**THE EXERCISE:**
In full and without deviation, write out the entries that follow.

**RECORDS TO PROCESS:**
___
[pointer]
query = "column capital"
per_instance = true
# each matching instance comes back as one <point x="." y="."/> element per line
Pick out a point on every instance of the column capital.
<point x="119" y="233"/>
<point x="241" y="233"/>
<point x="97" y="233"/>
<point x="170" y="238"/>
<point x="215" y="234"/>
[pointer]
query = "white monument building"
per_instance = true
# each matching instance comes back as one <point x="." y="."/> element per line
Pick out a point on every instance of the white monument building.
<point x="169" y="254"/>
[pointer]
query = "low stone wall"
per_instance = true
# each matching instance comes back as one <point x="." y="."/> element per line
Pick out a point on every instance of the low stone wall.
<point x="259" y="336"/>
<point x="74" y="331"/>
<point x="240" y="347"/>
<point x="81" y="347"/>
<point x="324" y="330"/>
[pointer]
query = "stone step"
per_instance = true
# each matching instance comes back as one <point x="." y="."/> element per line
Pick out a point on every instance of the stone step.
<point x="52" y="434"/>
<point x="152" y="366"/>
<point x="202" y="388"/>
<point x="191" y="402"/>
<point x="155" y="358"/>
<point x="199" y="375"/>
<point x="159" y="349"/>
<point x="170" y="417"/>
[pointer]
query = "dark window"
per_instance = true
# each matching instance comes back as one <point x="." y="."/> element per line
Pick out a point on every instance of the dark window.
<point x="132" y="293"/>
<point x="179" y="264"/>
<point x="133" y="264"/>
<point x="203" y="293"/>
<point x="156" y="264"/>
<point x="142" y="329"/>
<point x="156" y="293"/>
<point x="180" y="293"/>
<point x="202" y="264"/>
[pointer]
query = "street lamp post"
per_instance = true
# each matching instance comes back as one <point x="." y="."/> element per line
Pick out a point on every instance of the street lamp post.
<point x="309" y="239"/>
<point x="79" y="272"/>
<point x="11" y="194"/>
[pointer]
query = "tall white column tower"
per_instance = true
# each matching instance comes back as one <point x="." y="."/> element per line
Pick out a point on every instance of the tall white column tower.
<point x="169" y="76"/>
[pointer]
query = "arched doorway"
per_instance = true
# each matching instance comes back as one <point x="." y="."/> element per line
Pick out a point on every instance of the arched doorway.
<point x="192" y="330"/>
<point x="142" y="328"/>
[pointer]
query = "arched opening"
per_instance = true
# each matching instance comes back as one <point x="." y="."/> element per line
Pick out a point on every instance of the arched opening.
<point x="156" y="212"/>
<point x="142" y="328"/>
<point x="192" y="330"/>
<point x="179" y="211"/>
___
**THE COMPLETED TASK:**
[pointer]
query = "column capital"
per_instance = true
# each matching instance comes back as one <point x="." y="."/> element per line
Pick out a point on every instance of the column capital.
<point x="119" y="233"/>
<point x="241" y="233"/>
<point x="97" y="233"/>
<point x="170" y="238"/>
<point x="215" y="234"/>
[pointer]
query = "white monument building"
per_instance = true
# each matching instance comes back as one <point x="." y="."/> element per line
Pick out a point on every instance of the white monument building.
<point x="169" y="254"/>
[pointer]
query = "low stone wall"
per_instance = true
# each matching instance comes back as one <point x="." y="."/> element per line
Pick out a point on every instance of the low stone wall.
<point x="259" y="336"/>
<point x="74" y="331"/>
<point x="240" y="347"/>
<point x="81" y="347"/>
<point x="324" y="330"/>
[pointer]
query = "stone step"
per_instance = true
# each matching instance comes back as one <point x="." y="."/> element per line
Pick out a point on every instance of the stone step.
<point x="52" y="434"/>
<point x="152" y="366"/>
<point x="202" y="388"/>
<point x="191" y="402"/>
<point x="155" y="358"/>
<point x="199" y="375"/>
<point x="159" y="349"/>
<point x="170" y="417"/>
[pointer]
query = "dark window"
per_instance = true
# each matching instance comes back as one <point x="." y="."/> element per line
Pick out a point on every instance of the dark window.
<point x="132" y="293"/>
<point x="179" y="264"/>
<point x="133" y="264"/>
<point x="203" y="293"/>
<point x="156" y="264"/>
<point x="142" y="329"/>
<point x="156" y="293"/>
<point x="180" y="293"/>
<point x="202" y="264"/>
[pointer]
query = "street lamp post"
per_instance = true
# each matching instance comes back as one <point x="." y="."/> element per line
Pick out a point on every instance of the street lamp post.
<point x="309" y="239"/>
<point x="79" y="272"/>
<point x="11" y="194"/>
[pointer]
query = "tall white column tower"
per_instance = true
# each matching instance comes back as one <point x="." y="."/> element per line
Pick out a point on every instance of the tall white column tower.
<point x="169" y="76"/>
[pointer]
query = "arched doorway"
per_instance = true
# each matching instance comes back as one <point x="." y="."/> element per line
Pick out a point on every instance of the arched doorway.
<point x="192" y="330"/>
<point x="142" y="328"/>
[pointer]
query = "arched opening"
per_instance = true
# each matching instance comes back as one <point x="." y="."/> element per line
Pick out a point on every instance of the arched opening.
<point x="156" y="212"/>
<point x="142" y="328"/>
<point x="192" y="330"/>
<point x="179" y="211"/>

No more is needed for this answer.